• _TASK GOAL_
Return the entire listing, character for character.

• _DATASET CONTENT_
··········
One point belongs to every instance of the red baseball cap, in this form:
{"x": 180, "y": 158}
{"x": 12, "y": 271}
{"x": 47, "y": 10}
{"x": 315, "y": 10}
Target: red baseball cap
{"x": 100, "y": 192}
··········
• _OUTPUT_
One point belongs to every instance of the red baseball cap, in this form:
{"x": 180, "y": 158}
{"x": 12, "y": 271}
{"x": 47, "y": 10}
{"x": 315, "y": 10}
Target: red baseball cap
{"x": 100, "y": 192}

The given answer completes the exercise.